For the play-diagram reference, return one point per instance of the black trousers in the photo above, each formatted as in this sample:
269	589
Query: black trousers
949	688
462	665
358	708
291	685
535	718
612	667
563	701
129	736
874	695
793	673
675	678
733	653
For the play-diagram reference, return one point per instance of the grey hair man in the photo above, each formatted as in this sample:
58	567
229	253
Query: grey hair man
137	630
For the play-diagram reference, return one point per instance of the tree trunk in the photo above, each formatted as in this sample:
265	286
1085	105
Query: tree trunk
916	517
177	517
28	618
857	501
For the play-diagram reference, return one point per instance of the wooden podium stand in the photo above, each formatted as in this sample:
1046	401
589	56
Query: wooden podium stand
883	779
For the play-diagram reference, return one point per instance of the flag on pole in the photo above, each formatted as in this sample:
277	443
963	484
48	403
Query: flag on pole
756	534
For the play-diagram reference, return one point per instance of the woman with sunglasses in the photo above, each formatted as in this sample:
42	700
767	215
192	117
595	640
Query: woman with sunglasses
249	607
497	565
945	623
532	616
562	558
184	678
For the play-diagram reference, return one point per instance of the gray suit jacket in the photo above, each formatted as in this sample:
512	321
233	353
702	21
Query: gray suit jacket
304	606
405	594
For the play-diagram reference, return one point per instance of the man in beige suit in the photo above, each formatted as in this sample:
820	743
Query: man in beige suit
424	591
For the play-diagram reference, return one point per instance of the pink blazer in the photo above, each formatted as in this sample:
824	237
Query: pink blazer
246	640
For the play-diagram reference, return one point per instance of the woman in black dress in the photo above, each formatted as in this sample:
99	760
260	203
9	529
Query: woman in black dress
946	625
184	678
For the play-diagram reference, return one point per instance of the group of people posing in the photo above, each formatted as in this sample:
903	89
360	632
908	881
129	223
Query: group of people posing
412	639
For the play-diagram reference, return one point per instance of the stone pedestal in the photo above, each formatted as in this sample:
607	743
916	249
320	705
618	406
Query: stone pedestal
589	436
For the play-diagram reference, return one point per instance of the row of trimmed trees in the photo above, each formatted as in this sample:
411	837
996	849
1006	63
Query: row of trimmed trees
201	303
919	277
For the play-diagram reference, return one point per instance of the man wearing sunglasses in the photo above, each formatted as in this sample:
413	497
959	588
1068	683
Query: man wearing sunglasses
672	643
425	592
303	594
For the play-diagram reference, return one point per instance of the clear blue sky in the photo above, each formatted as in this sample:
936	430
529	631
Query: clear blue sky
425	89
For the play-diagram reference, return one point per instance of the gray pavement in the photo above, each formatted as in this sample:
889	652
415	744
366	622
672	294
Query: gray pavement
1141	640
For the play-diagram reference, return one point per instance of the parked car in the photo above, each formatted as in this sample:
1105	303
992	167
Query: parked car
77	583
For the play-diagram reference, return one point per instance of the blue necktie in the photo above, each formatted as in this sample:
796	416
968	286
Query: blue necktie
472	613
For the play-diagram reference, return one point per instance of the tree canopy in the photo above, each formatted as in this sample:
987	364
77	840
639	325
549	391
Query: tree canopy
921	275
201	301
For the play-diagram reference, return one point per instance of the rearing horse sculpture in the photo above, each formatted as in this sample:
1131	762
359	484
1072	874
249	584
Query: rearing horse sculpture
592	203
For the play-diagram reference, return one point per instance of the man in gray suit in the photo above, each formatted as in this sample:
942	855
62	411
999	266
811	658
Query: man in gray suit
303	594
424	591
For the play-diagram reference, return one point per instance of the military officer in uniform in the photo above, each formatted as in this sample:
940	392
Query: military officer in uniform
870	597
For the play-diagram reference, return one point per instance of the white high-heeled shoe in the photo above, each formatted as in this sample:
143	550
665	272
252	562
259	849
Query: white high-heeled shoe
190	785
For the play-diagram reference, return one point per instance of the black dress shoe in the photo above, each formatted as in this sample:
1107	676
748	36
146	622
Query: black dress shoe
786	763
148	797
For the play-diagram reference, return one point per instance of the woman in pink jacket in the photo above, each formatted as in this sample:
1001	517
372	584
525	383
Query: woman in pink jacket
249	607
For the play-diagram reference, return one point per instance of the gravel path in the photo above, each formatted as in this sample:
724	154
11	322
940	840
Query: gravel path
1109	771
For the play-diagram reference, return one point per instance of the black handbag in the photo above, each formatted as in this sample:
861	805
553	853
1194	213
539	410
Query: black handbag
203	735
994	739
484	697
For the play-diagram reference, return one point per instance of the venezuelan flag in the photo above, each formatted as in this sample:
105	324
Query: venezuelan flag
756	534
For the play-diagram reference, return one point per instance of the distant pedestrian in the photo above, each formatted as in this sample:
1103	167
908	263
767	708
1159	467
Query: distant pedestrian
******************************
Find and copy each line in the material above where the string "pedestrian" occurs.

--- Answer to the problem ---
For the play-diagram reference, return one point per instance of the distant pedestrian in the photo above, each formatted as in this sample:
Query: distant pedestrian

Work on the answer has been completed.